This Is Your Solution For Open Source Motion Tracking

The HTC Vive Tracker adds real-world objects to your virtual world. While these real-world objects in virtual environments are now mostly limited to a Nintendo Zapper for a Duck Hunt clone and a tennis racket, the future is clear: we’re going to be playing Duck Hunt and Wii Sports while wearing headsets. The future is so bright, it burns.

Of course, with any piece of neat computing hardware, there’s an opportunity for building an Open Source clone. That’s what [Drix] is doing with his Hackaday Prize entry. He’s created an Open Source Vive Tracker. It’s called the HiveTracker, and it is right now the best solution for tracking objects in a 3D space.

After a few missteps with ultrasonic and magnetic approaches, the team decided to piggyback on the HTC Vive lighthouses. These two base stations scan a laser beam across the room, first vertically, then horizontally. It’s an incredible piece of technology that [Alan Yates] talked about at the 2016 Hackaday Superconference.

Set exercise
Copy the motion-tracking article from "The HTC Vive Tracker" up to and including "a 3D space.", renaming "headsets" to "VR goggles".

Information provided
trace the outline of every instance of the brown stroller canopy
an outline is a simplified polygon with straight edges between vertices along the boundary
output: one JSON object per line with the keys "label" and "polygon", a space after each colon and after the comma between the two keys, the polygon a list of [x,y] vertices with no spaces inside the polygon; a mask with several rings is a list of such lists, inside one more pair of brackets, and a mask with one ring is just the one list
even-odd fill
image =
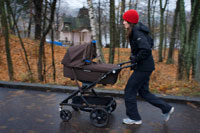
{"label": "brown stroller canopy", "polygon": [[92,61],[96,57],[95,44],[82,44],[72,46],[67,50],[62,64],[68,67],[82,68],[85,65],[85,60]]}
{"label": "brown stroller canopy", "polygon": [[[64,65],[64,77],[82,82],[94,82],[105,73],[120,68],[115,64],[93,62],[92,59],[95,57],[95,44],[83,44],[70,47],[62,60],[62,64]],[[117,81],[118,73],[119,71],[107,75],[106,78],[99,83],[114,84]]]}

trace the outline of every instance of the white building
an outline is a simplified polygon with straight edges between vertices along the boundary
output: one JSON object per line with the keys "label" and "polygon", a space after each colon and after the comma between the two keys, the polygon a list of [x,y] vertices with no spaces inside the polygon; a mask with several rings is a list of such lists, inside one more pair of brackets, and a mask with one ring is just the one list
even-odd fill
{"label": "white building", "polygon": [[92,33],[88,9],[81,8],[77,17],[64,16],[58,34],[58,41],[67,45],[80,45],[91,42]]}

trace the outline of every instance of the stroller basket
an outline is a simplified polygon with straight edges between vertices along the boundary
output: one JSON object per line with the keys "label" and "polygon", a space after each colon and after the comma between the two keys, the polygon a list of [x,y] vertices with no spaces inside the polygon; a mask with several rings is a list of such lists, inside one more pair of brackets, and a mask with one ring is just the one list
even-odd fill
{"label": "stroller basket", "polygon": [[[93,68],[93,69],[92,69]],[[98,71],[97,68],[102,68],[104,71]],[[109,69],[110,71],[113,68],[118,68],[118,66],[113,64],[91,64],[88,66],[84,66],[83,68],[70,68],[64,66],[64,76],[69,77],[72,80],[79,80],[81,82],[94,82],[98,80],[98,78],[102,77]],[[72,70],[73,69],[73,70]],[[98,84],[114,84],[117,81],[119,71],[115,73],[111,73],[107,75],[103,80],[101,80]]]}
{"label": "stroller basket", "polygon": [[[84,99],[88,102],[85,103],[81,96],[75,96],[72,98],[73,108],[83,111],[91,112],[92,108],[104,108],[109,113],[116,108],[116,102],[113,97],[97,97],[97,96],[84,96]],[[77,105],[77,106],[76,106]],[[89,108],[87,108],[89,107]]]}
{"label": "stroller basket", "polygon": [[[64,106],[71,106],[75,111],[90,112],[90,120],[94,126],[103,127],[107,125],[109,115],[117,106],[112,97],[100,97],[93,87],[96,84],[114,84],[121,69],[131,67],[128,62],[118,65],[93,62],[96,57],[95,44],[85,44],[70,47],[65,54],[62,64],[64,77],[76,80],[78,90],[70,94],[60,103],[60,117],[63,121],[69,121],[72,117],[71,111]],[[77,81],[83,82],[82,86]],[[92,96],[86,95],[91,89]]]}

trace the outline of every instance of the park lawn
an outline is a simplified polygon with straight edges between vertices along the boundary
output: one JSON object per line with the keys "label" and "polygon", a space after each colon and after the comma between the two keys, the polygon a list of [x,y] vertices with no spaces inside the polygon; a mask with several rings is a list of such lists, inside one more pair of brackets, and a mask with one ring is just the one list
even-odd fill
{"label": "park lawn", "polygon": [[[39,42],[23,39],[25,44],[26,51],[28,53],[28,59],[31,65],[33,72],[33,79],[30,79],[27,73],[27,67],[25,63],[24,54],[20,46],[19,40],[15,36],[10,38],[10,48],[11,56],[14,66],[14,79],[19,82],[35,82],[39,83],[37,80],[37,59],[38,59],[38,48]],[[66,53],[67,47],[55,46],[55,63],[56,63],[56,82],[52,78],[52,67],[51,67],[51,48],[50,44],[45,45],[45,57],[46,57],[46,78],[43,82],[44,84],[57,84],[57,85],[68,85],[75,86],[75,81],[72,81],[63,76],[63,65],[61,60]],[[116,48],[115,49],[115,61],[114,64],[120,62],[128,61],[130,55],[130,49],[128,48]],[[178,51],[175,51],[175,63],[166,64],[166,59],[164,62],[157,61],[157,50],[153,50],[153,57],[155,60],[156,70],[151,75],[150,80],[150,90],[154,93],[159,94],[170,94],[170,95],[179,95],[179,96],[200,96],[200,84],[194,80],[190,81],[177,81],[177,59]],[[7,61],[6,61],[6,52],[4,39],[0,37],[0,80],[9,81],[8,71],[7,71]],[[108,63],[109,49],[103,48],[104,58],[106,63]],[[167,55],[165,56],[167,57]],[[114,85],[97,85],[99,88],[104,89],[117,89],[123,90],[125,88],[126,82],[133,71],[129,68],[123,69],[119,76],[118,81]]]}

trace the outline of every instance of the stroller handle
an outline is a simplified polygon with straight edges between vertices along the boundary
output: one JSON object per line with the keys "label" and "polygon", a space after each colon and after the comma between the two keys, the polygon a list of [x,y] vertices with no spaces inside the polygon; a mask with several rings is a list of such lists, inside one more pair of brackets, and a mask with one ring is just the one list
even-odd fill
{"label": "stroller handle", "polygon": [[125,64],[128,64],[128,63],[131,63],[131,60],[126,61],[126,62],[119,63],[119,64],[117,64],[117,65],[121,67],[122,65],[125,65]]}

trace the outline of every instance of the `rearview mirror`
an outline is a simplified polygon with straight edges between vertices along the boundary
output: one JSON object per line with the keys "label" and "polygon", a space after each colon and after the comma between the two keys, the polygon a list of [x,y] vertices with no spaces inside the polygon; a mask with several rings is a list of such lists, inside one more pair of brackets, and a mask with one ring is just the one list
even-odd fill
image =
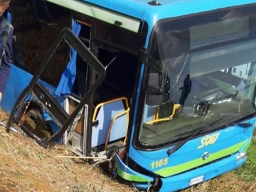
{"label": "rearview mirror", "polygon": [[147,95],[147,104],[159,105],[163,102],[163,75],[158,73],[149,73]]}

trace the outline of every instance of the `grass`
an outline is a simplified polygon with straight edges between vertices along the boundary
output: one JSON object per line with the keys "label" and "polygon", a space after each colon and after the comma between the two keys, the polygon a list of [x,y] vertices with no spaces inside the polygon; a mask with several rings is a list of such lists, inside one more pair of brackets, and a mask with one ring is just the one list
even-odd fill
{"label": "grass", "polygon": [[[0,113],[0,119],[6,119]],[[0,191],[136,191],[131,185],[113,180],[98,167],[81,160],[55,158],[72,155],[65,147],[44,149],[20,133],[0,127]],[[256,192],[256,138],[241,167],[183,191]]]}

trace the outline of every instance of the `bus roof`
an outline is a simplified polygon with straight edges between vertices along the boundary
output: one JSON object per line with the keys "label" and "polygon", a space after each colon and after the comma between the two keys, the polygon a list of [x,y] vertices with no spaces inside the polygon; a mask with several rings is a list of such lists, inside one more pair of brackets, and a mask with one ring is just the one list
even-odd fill
{"label": "bus roof", "polygon": [[256,3],[256,0],[46,0],[136,32],[142,21],[149,32],[158,20],[219,9]]}

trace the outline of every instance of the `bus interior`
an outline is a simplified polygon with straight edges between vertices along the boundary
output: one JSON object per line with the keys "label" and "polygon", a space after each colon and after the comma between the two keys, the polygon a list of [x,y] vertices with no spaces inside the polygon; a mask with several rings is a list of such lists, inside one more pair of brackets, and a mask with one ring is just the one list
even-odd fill
{"label": "bus interior", "polygon": [[[15,29],[13,67],[17,73],[12,75],[31,76],[27,85],[44,58],[51,57],[38,82],[69,117],[98,77],[93,68],[64,42],[53,55],[47,55],[62,29],[71,29],[103,66],[106,76],[80,112],[79,119],[71,123],[75,124],[74,131],[66,130],[54,140],[70,145],[81,156],[125,146],[129,109],[140,67],[139,52],[145,37],[45,2],[47,9],[38,11],[38,5],[31,1],[12,2],[12,22]],[[15,121],[40,140],[50,138],[61,128],[47,112],[45,103],[39,104],[31,97],[27,96],[22,103],[27,105],[15,109],[18,114]]]}

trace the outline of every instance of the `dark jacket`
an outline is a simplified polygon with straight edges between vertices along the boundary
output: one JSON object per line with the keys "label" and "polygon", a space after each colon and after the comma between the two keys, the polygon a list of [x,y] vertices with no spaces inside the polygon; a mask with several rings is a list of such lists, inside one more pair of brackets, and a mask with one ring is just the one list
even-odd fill
{"label": "dark jacket", "polygon": [[3,93],[10,75],[13,27],[2,16],[0,18],[0,92]]}

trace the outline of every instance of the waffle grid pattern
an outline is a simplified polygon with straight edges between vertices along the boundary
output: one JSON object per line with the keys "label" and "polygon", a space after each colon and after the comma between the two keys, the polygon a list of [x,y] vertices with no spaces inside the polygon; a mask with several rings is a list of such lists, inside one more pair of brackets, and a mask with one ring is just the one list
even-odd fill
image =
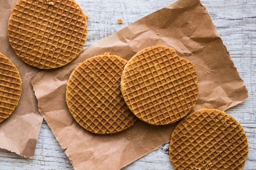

Written solution
The HTC Vive Tracker adds real-world objects to your virtual world. While these real-world objects in virtual environments are now mostly limited to a Nintendo Zapper for a Duck Hunt clone and a tennis racket, the future is clear: we’re going to be playing Duck Hunt and Wii Sports while wearing VR goggles. The future is so bright, it burns.

Of course, with any piece of neat computing hardware, there’s an opportunity for building an Open Source clone. That’s what [Drix] is doing with his Hackaday Prize entry. He’s created an Open Source Vive Tracker. It’s called the HiveTracker, and it is right now the best solution for tracking objects in a 3D space.